- _Text segment_:
Great News from Lake Mývatn: Unique marimo colonies grow second year in a row

The ecosystem of lake Mývatn appears to have continued to recover this past summer. Biologists and locals have noted that the unique marimo colonies in the lake have expanded. The small lake midges, the Chironomidae which are a key food for all animal life at the lake, have been doing well this summer. This is the second year in a row the ecosystem of Mývatn has shown sings of improvement.


Read more: Unexpected good news from lake Mývatn: Large quantities of Marimo wash ashore

A biologist with the Natural History Institute in North Iceland told the local newspaper Morgunblaðið that the algae growth which forms marimo has been expanding this summer. Most of the growth is still too small to generate the lake balls which are also known as marimo ("kúluskítur" in Icelandic), but small marimo balls have been found in growing numbers. Marimo had all but disappeared from the lake, causing serious concern.

Stored data:
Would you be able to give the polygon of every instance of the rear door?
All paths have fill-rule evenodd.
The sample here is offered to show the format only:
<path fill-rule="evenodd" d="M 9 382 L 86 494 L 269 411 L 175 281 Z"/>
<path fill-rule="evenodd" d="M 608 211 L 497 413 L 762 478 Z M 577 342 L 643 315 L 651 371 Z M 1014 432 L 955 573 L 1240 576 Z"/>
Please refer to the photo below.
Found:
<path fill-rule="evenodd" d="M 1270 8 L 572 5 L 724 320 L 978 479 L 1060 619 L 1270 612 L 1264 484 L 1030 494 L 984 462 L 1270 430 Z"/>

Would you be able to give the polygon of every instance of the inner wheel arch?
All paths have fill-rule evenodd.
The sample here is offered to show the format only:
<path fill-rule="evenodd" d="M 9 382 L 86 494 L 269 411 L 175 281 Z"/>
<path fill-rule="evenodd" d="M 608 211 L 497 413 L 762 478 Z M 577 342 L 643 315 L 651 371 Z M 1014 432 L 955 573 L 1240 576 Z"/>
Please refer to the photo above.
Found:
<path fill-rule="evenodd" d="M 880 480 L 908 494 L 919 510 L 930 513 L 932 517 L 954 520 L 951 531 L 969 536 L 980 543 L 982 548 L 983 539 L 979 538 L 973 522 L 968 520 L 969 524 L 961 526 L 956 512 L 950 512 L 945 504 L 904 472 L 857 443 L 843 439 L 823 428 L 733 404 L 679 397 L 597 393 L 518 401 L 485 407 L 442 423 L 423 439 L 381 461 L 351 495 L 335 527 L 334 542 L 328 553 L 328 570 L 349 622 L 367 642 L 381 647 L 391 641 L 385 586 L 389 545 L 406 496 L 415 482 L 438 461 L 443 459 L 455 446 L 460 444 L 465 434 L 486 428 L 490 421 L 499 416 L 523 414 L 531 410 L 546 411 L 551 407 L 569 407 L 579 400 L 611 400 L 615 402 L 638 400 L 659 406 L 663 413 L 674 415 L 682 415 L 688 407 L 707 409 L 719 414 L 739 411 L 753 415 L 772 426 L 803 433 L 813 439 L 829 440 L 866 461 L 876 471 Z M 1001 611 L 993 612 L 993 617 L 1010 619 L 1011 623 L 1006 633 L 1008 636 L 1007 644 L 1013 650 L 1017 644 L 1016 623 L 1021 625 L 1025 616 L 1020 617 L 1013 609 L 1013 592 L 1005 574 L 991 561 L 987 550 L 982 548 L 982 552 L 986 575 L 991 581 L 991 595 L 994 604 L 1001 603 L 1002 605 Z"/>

- _Exercise goal_:
Write the next part of the Lake Mývatn marimo article, starting right after its final sentence.

- _Written answer_:
Cyanobacteria blooms which have been growing in recent years, due to organic pollution from faulty and inadequate sewage systems in the surrounding settlements, have both stopped sunlight from reaching the lake bottom, where the marimo grows, and deprived the water of oxygen. The reason for the positive bounce-back of the ecosystem and the marimo in the past two years is that the cyanobacteria blooms have formed later in summer than previously.

Marimo, known as "muck balls" in Icelandic (kúluskítur) marimo was once extremely common in Mývatn. Mývatn is one of only a handful of lakes in the world which have large marimo colonies. The other major marimo colonies are found in Lake Akan in Japan, while smaller colonies have been found in lakes in Siberia, Estonia, Scotland and Iceland.